■ Source excerpt:
□ □ □

7

When measuring memory consumption of np.zeros:

import psutil
import numpy as np

process = psutil.Process()
N=10**8
start_rss = process.memory_info().rss
a = np.zeros(N, dtype=np.float64)
print("memory for a", process.memory_info().rss - start_rss)

the result is unexpected 8192 bytes, i.e almost 0, while 1e8 doubles would need 8e8 bytes.

When replacing np.zeros(N, dtype=np.float64) by np.full(N, 0.0, dtype=np.float64) the memory needed for a are 800002048 bytes.

There are similar discrepancies in running times:

import numpy as np
N=10**8
%timeit np.zeros(N, dtype=np.float64)
# 11.8 ms ± 389 µs per loop (mean ± std. dev. of 7 runs, 100 loops each)
%timeit np.full(N, 0.0, dtype=np.float64)
# 419 ms ± 7.69 ms per loop (mean ± std. dev. of 7 runs, 1 loop each)

I.e. np.zeros is up to 40 times faster for big sizes.

Not sure these differences are for all architectures/operating systems, but I've observed it at least for x86-64 Windows and Linux.

Which differences between np.zeros and np.full can explain different memory consumption and different running times?

ead
  • 32,758
  • 6
  • 90
  • 153
  • might also be interesting to add [`np.ones`](https://docs.scipy.org/doc/numpy/reference/generated/numpy.ones.html#numpy.ones) to the mix. – Ma0 Mar 11 '20 at 16:34
  • 1
    `np.zeros` in conjunction with the operating system is doing a 'lazy' initialization: `https://stackoverflow.com/questions/27574881/why-does-numpy-zeros-takes-up-little-space – hpaulj Mar 11 '20 at 18:27
  • Short version: The answer is the same as the answer to [Why malloc+memset is slower than calloc?](https://stackoverflow.com/q/2688466/364696). `calloc`/`numpy.zeros` doesn't actually *write* the memory at all at allocation time (for large enough allocations), `malloc`+`memset`/`numpy.full` does (in theory, it could special case `full` for zero values; in practice it appears not to). – ShadowRanger Mar 11 '20 at 20:31

2 Answers2

3

I don't trust psutil for these memory benchmarks, and rss (Resident Set Size) may not be the right metric in the first place.

□ □ □

■ Data section:
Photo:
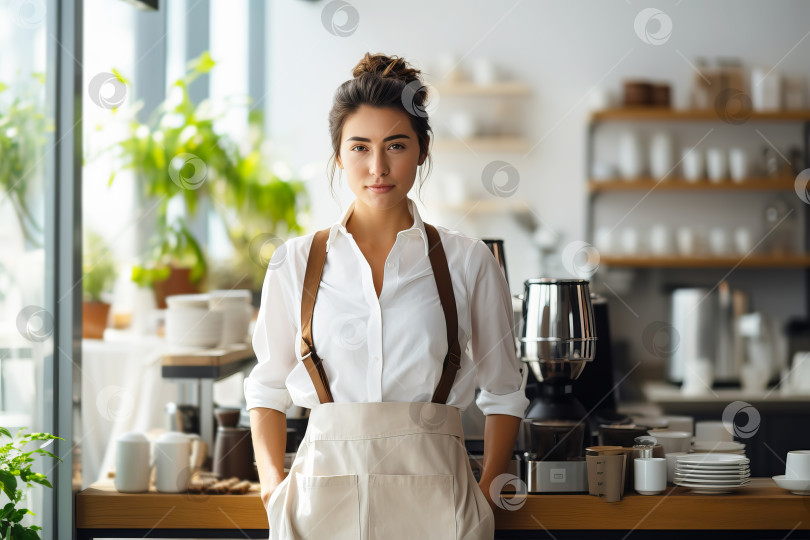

□ □ □

■ Task objective: In the NumPy memory thread, list the usernames of everyone who left a comment. The lines after the NumPy memory thread are separate material.

■ Full solution: Ma0, hpaulj, ShadowRanger